=== Begin Enclosure ===

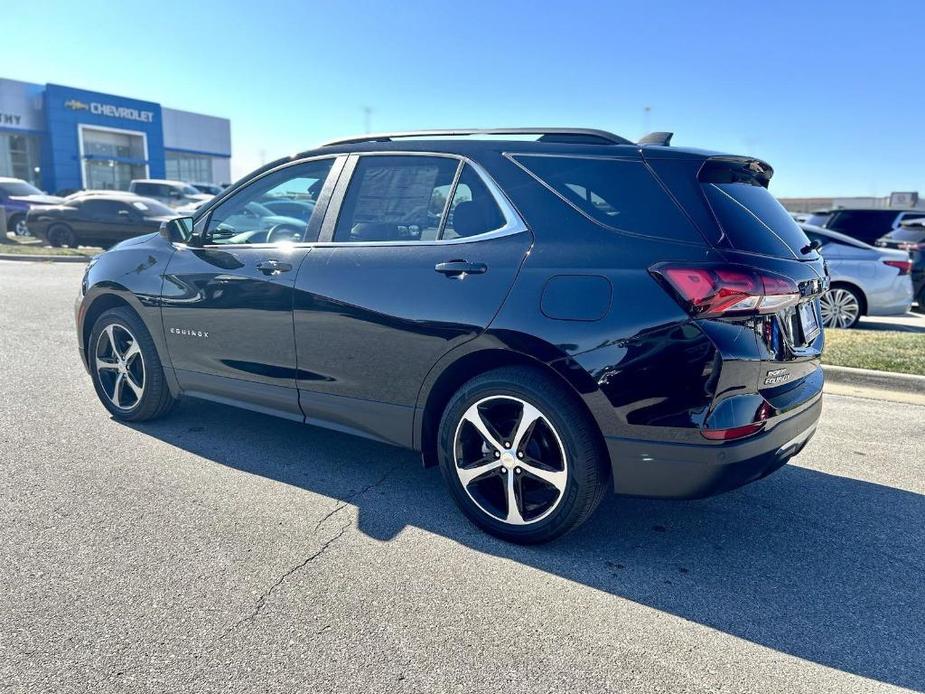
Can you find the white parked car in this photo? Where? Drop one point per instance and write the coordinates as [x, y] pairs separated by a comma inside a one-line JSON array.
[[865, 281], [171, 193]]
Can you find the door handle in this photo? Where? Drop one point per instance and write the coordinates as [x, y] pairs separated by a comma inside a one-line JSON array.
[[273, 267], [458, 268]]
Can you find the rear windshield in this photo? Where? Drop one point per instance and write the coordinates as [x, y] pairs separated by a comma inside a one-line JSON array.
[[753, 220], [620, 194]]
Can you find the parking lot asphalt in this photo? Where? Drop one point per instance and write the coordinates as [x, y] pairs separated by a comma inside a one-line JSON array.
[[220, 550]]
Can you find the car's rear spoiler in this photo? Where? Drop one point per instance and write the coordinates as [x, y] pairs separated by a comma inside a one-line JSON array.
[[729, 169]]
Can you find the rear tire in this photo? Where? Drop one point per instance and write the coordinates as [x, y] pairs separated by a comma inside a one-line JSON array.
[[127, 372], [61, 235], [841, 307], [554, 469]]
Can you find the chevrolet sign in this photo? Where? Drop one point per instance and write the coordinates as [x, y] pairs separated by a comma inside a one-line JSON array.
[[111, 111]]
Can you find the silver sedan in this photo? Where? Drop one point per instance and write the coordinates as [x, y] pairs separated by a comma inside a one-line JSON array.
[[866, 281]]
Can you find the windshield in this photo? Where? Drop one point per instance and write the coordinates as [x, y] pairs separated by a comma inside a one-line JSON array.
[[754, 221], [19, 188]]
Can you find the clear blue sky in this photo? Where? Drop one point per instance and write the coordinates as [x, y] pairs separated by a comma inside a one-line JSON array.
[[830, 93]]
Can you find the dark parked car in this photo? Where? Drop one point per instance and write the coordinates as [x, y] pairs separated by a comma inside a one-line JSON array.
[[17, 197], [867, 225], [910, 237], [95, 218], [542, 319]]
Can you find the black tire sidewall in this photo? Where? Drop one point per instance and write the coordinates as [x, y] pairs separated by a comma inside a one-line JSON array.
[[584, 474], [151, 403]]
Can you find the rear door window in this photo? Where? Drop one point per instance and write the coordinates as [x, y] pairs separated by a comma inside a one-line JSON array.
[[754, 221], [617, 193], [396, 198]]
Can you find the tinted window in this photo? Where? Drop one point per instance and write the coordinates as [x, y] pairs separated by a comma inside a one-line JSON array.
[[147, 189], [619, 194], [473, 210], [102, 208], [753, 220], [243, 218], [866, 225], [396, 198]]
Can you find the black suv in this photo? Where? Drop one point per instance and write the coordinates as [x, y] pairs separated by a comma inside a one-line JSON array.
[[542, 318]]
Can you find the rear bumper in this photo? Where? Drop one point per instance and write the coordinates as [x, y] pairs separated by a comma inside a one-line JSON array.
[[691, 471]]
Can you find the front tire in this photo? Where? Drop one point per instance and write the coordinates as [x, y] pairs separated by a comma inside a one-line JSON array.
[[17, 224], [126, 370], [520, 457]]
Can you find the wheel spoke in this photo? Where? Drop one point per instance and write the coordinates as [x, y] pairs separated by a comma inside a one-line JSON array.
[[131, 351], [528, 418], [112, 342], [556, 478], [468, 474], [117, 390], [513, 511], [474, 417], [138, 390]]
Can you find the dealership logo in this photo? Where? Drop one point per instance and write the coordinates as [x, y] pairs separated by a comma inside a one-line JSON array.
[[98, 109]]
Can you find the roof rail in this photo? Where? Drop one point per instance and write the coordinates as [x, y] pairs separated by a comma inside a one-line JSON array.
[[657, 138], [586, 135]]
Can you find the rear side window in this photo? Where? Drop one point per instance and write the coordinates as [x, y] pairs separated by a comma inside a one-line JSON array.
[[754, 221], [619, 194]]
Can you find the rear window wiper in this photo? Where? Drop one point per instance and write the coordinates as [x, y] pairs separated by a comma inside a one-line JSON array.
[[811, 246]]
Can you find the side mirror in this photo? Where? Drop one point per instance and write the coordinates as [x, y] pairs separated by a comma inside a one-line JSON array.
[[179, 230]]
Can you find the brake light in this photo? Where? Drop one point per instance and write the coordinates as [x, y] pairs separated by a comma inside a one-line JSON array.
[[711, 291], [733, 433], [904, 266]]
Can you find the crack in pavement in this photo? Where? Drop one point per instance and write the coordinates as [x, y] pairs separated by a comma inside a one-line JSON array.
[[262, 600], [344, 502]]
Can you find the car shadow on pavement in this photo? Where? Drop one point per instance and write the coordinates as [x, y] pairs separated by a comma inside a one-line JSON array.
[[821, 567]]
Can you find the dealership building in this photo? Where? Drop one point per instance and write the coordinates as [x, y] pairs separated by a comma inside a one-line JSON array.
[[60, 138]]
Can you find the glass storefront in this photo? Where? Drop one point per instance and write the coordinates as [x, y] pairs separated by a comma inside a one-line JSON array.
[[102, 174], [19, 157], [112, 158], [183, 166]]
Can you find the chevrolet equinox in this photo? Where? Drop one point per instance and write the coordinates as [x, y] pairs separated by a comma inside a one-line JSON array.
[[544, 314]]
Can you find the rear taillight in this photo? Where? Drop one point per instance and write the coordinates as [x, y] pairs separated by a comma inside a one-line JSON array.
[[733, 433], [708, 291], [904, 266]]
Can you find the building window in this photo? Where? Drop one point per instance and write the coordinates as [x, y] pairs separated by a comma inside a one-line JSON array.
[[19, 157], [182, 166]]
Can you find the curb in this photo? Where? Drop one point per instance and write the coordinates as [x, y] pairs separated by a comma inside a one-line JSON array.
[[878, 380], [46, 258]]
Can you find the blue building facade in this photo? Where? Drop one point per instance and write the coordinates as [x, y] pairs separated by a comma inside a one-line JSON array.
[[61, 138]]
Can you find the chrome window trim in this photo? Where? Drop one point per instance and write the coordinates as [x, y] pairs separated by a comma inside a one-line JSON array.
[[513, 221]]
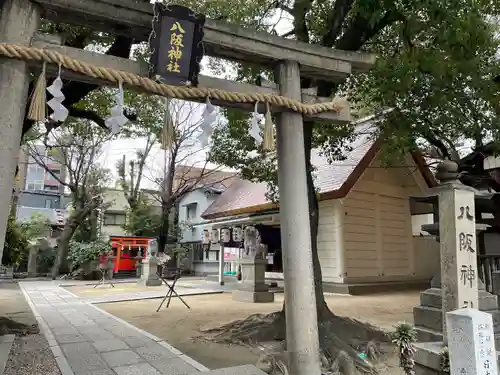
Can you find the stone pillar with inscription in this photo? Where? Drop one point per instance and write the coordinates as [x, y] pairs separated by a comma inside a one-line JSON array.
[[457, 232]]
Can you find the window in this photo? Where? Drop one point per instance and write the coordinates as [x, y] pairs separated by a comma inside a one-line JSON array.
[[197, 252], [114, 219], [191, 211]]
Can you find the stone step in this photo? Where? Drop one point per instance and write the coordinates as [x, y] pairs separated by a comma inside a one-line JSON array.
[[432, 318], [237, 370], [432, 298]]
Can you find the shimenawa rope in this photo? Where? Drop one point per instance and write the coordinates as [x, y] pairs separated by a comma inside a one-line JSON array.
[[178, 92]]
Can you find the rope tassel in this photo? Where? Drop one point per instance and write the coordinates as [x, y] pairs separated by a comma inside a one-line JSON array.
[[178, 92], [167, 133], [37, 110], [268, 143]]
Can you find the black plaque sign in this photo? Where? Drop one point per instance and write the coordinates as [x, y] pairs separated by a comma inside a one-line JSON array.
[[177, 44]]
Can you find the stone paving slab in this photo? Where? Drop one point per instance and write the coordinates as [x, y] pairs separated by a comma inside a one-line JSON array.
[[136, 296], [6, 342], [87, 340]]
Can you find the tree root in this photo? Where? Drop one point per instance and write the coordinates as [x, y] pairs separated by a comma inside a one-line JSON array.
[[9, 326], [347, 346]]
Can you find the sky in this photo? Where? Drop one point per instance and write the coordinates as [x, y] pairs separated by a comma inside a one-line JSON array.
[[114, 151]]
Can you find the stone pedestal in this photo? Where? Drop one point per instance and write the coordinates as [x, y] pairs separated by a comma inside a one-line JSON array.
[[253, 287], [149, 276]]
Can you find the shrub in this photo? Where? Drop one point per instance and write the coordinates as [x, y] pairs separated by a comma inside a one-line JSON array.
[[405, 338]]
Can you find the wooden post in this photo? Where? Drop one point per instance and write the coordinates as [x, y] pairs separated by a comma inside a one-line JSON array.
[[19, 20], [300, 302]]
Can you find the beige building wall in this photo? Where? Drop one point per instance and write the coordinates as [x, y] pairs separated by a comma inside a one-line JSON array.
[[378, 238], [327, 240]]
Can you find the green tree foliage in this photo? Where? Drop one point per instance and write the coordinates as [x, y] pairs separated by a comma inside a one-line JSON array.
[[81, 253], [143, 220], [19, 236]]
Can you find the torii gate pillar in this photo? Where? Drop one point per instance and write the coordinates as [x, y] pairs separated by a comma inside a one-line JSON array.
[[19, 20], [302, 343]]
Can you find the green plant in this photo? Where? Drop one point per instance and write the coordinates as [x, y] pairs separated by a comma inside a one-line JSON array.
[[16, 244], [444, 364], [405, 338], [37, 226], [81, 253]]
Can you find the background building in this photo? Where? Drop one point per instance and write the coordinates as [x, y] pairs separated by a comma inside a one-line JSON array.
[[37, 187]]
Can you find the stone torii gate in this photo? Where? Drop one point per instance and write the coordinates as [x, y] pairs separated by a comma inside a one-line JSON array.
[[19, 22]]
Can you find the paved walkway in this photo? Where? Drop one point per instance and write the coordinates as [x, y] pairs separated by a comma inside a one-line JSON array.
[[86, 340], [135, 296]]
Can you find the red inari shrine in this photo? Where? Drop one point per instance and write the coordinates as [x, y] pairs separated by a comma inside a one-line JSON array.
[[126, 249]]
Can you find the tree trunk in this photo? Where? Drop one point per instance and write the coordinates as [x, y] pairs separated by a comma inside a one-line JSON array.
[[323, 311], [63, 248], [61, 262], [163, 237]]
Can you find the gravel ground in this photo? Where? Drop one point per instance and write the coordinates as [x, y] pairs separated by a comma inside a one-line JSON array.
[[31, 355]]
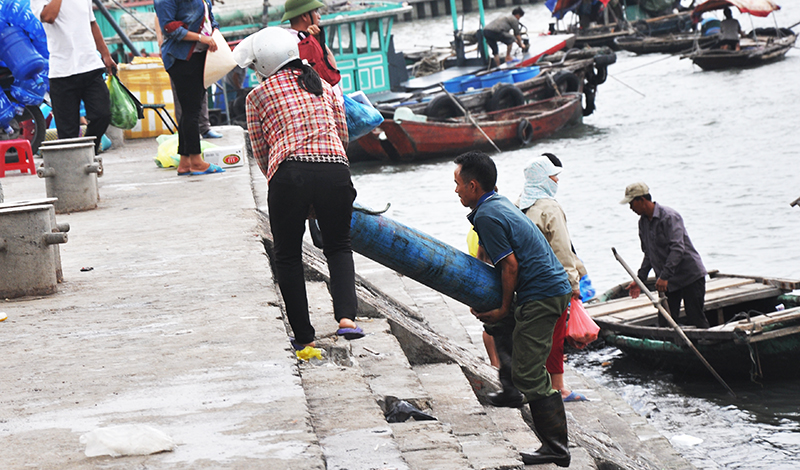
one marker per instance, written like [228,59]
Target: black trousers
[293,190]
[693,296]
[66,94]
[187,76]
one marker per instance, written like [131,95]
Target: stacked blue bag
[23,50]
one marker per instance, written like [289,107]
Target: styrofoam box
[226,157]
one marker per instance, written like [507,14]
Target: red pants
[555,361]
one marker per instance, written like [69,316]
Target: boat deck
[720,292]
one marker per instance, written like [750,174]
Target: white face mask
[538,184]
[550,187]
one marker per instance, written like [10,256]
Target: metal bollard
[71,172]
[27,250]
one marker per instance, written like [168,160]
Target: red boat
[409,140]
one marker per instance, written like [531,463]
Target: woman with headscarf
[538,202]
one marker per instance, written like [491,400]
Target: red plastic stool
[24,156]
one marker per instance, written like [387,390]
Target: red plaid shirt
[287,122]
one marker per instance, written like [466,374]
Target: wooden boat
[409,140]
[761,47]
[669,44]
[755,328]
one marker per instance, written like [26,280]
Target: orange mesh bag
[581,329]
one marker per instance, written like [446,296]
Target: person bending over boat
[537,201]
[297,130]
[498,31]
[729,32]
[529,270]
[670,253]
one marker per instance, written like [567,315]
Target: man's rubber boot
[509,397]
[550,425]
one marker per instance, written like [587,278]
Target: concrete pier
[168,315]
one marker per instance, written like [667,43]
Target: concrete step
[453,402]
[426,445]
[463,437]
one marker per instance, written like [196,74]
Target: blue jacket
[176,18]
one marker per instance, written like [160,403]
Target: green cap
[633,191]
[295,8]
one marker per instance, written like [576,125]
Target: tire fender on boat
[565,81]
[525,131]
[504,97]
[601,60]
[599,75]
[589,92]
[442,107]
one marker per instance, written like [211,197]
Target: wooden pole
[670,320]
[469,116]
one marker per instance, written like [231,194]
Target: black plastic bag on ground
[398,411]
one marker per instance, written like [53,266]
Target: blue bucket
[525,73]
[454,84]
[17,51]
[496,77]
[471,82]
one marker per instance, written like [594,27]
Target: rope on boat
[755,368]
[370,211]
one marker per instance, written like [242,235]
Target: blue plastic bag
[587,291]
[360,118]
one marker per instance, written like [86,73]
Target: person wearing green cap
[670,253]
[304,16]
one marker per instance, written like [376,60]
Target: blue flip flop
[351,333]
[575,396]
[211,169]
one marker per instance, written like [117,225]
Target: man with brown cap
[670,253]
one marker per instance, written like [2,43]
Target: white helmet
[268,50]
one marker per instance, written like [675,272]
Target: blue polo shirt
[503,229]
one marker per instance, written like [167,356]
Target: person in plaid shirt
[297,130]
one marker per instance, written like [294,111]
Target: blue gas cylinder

=== End Enclosure ===

Nothing but the lines from the line that contains "one marker per instance, written like [294,111]" to the last line of the records above should appear in the answer; please copy them exactly.

one marker per instance, written like [294,111]
Target: blue gas cylinder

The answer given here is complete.